**Excerpted passage:**
------------------------

Re: Select all invalid e-mail addresses

From: Michael Fuhr <mike(at)fuhr(dot)org>
To: Andrus <eetasoft(at)online(dot)ee>
Cc: pgsql-general(at)postgresql(dot)org
Subject: Re: Select all invalid e-mail addresses
Date: 2005-10-21 18:49:09
Message-ID: 20051021184909.GA59288@winnie.fuhr.org
Views: Raw Message | Whole Thread | Download mbox | Resend email
Thread:
Lists: pgsql-general

On Fri, Oct 21, 2005 at 08:15:23PM +0300, Andrus wrote:
> I tried
>
> SELECT email FROM customer
> WHERE email !~
> '/^[^(at)]*@(?:[^(at)]*\(dot))?[a-z0-9-_]+\.(?:a[defgilmnoqrstuwz]|b[abdefghijmnorstvwyz]|c[acdfghiklmnoruvxyz]|d[ejkmoz]|e[ceghrst]|f[ijkmorx]|g[abdefhilmnpqrstuwy]|h[kmnrtu]|i[delnoqrst]|j[mop]|k[eghimnprwyz]|l[abcikrstuvy]|m[acdghklmnopqrstuvwxyz]|n[acefgilopruz]|om|p[aefghklmnrtwy]|qa|r[eouw]|s[abcdeghijklmnortvyz]|t[cdfghjkmnoprtvwz]|u[agkmsyz]|v[aceginu]|w[fs]|y[etu]|z[amw]|edu|com|net|org|gov|mil|info|biz|coop|museum|aero|name|pro)$/'
>
> but got an error
>
> ERROR: invalid regular expression: invalid character range

Aside from the fact that this regular expression is semantically wrong,
it has a few other problems:

* A hyphen (-) must come first or last in a character class if you want
it interpreted literally instead of as part of a range specification.

------------------------

(Data listing)
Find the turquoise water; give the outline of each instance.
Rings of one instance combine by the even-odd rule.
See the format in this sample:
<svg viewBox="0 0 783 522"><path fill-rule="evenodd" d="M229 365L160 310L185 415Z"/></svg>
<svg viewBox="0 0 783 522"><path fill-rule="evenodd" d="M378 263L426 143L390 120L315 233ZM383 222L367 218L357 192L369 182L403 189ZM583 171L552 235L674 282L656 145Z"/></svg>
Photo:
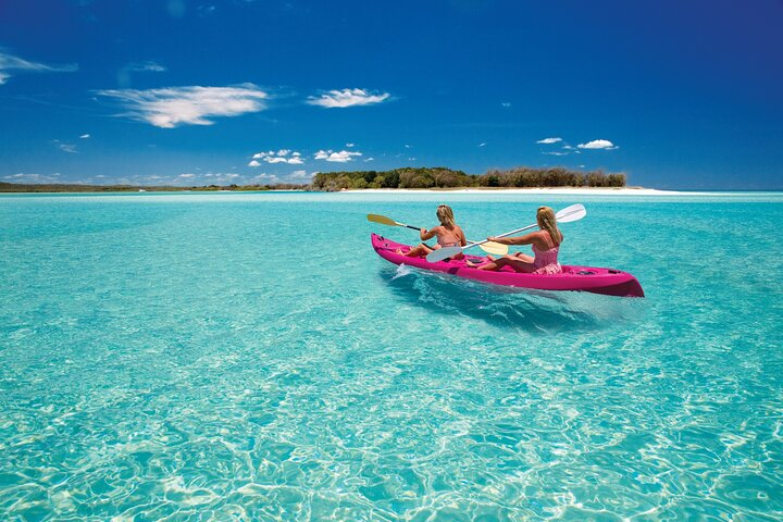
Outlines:
<svg viewBox="0 0 783 522"><path fill-rule="evenodd" d="M377 258L582 202L646 299ZM3 520L780 520L783 194L0 197Z"/></svg>

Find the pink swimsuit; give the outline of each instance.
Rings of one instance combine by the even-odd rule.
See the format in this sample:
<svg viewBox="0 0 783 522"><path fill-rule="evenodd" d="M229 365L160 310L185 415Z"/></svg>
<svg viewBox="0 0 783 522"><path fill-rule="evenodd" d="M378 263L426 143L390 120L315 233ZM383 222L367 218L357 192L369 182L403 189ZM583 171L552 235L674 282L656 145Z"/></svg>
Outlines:
<svg viewBox="0 0 783 522"><path fill-rule="evenodd" d="M562 272L560 263L557 262L557 252L560 247L550 248L549 250L538 250L533 245L533 253L535 259L533 260L533 266L535 266L534 274L559 274Z"/></svg>

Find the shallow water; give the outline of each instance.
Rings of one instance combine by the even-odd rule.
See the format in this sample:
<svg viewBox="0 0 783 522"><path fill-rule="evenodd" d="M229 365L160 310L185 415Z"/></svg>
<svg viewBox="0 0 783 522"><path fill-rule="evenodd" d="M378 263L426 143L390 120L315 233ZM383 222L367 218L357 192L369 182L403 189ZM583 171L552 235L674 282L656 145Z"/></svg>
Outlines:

------------------------

**What this task involves:**
Write out word for word the part of the mailing-list reply on invalid e-mail addresses starting at "Aside from the" and ending at "a range specification.". These records were taken from a separate source.

**Result:**
Aside from the fact that this regular expression is semantically wrong,
it has a few other problems:

* A hyphen (-) must come first or last in a character class if you want
it interpreted literally instead of as part of a range specification.